__EXERCISE DESCRIPTION__
Reproduce the listing below exactly, starting at its first line and ending at the line that contains "[0,182,15,215]", including both of those lines.

(Data lines)
☆ ☆ ☆

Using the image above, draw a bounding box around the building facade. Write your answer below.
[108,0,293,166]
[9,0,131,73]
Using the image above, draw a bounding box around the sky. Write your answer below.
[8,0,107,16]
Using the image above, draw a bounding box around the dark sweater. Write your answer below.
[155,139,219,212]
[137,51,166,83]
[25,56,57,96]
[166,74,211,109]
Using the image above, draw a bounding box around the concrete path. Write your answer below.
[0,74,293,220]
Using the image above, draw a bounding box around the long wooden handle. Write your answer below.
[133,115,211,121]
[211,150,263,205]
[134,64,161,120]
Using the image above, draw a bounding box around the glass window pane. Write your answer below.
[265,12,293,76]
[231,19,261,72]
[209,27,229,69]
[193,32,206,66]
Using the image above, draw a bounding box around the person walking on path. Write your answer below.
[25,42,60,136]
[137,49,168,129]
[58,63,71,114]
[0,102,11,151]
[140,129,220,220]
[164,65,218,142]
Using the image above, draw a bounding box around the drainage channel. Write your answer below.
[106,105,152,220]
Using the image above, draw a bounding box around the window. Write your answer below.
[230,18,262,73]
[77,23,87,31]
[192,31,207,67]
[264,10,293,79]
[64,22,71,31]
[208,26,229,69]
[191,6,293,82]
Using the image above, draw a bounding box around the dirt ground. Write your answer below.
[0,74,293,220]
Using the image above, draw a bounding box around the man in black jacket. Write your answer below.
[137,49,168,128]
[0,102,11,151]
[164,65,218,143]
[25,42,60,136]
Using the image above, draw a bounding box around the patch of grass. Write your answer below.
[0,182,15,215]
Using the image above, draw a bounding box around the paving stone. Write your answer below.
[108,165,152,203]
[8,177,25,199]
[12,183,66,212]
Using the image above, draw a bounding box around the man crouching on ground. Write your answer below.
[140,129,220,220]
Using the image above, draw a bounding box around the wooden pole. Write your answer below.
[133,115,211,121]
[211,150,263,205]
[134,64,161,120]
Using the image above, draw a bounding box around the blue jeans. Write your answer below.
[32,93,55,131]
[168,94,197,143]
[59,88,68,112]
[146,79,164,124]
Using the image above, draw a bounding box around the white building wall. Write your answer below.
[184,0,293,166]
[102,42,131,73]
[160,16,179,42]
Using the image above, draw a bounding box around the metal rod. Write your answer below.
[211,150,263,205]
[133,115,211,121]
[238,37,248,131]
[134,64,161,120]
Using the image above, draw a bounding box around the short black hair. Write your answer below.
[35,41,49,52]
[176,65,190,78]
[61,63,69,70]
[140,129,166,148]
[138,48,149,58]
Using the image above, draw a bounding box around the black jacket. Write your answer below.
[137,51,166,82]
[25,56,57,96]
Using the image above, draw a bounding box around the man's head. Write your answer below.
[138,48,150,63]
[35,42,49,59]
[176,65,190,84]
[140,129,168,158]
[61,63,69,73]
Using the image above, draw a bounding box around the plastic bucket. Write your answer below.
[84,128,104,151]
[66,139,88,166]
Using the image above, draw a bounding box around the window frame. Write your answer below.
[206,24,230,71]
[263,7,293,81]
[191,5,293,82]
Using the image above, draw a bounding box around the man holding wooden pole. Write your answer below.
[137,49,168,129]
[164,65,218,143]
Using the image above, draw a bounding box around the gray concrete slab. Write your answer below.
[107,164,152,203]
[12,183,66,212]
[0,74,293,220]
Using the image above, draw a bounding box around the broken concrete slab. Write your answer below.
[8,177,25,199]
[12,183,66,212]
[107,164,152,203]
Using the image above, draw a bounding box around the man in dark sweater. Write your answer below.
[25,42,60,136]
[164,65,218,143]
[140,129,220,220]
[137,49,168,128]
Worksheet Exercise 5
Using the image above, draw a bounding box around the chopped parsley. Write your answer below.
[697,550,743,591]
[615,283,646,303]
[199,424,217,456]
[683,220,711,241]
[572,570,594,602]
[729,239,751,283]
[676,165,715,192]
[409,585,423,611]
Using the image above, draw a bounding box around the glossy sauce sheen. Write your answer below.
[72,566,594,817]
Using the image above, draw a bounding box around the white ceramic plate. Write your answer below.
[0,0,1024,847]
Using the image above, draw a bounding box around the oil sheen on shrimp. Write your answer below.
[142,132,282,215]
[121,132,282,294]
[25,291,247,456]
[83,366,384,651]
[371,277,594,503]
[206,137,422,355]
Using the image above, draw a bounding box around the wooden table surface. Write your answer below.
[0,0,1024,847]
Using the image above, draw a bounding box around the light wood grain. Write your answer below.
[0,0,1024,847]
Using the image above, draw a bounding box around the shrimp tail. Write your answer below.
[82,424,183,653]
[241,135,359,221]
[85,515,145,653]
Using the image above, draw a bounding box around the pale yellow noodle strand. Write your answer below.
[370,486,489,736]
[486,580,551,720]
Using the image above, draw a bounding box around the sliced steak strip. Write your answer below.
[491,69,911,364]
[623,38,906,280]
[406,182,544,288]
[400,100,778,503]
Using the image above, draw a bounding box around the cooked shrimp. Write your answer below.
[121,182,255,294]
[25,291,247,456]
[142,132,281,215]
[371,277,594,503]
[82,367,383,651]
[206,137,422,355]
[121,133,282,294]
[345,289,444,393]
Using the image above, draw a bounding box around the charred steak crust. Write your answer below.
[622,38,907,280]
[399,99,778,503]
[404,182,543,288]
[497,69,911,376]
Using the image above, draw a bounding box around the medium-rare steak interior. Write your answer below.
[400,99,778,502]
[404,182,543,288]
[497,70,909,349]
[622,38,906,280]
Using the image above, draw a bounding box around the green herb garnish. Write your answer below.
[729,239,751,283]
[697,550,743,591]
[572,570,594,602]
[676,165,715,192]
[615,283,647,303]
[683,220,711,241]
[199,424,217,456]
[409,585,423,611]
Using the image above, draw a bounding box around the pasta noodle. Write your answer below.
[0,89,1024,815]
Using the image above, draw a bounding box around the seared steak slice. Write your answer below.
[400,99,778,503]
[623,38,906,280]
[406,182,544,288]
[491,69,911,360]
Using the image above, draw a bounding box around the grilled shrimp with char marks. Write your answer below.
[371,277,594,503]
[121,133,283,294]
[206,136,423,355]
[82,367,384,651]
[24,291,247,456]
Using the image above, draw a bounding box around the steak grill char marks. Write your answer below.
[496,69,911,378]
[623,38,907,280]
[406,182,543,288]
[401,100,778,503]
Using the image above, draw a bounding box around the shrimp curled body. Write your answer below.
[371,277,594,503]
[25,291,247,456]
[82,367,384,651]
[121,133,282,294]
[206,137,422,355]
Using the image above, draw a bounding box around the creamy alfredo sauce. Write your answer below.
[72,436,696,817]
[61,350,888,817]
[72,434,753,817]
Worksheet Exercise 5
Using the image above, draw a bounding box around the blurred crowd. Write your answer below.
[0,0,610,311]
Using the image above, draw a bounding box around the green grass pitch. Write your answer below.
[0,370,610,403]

☆ ☆ ☆

__WRITTEN SOLUTION__
Using the image above, draw a bounding box around the building facade. Write your answer below.
[108,0,293,166]
[9,0,131,73]
Using the image above, draw a bounding box around the sky. Write your answer below.
[8,0,107,16]
Using the image above, draw a bounding box around the dark sweater. Write your answer below.
[155,139,219,212]
[137,51,166,83]
[25,56,57,96]
[166,74,211,109]
Using the image above, draw a bounding box around the concrete path. Write your answer below.
[0,74,293,220]
Using the image above, draw a bounding box around the long wooden handle. Write your answer below.
[133,115,211,121]
[211,150,263,205]
[134,64,161,120]
Using the image above, draw a bounding box around the glass window pane. Write your answer below.
[265,12,293,76]
[231,19,261,72]
[209,27,229,69]
[193,32,206,66]
Using the image above, draw a bounding box around the person walking on path. Write your answer below.
[25,42,60,136]
[137,49,168,129]
[58,63,71,114]
[0,102,11,151]
[140,129,220,220]
[164,65,218,142]
Using the image above, draw a bounding box around the drainage channel. Write your answer below.
[106,105,152,220]
Using the image above, draw a bounding box around the window. Write your answer below.
[230,18,262,73]
[77,23,87,31]
[192,31,207,67]
[264,10,293,79]
[64,22,71,31]
[208,26,229,69]
[191,6,293,82]
Using the image above, draw a bounding box around the dirt ground. Write your answer below.
[0,74,293,220]
Using the image above, draw a bounding box around the man in black jacket. Write your answer below.
[137,49,168,128]
[0,102,11,151]
[164,65,218,143]
[25,42,60,136]
Using the image above, draw a bounding box around the patch of grass. Write your answer below.
[0,182,15,215]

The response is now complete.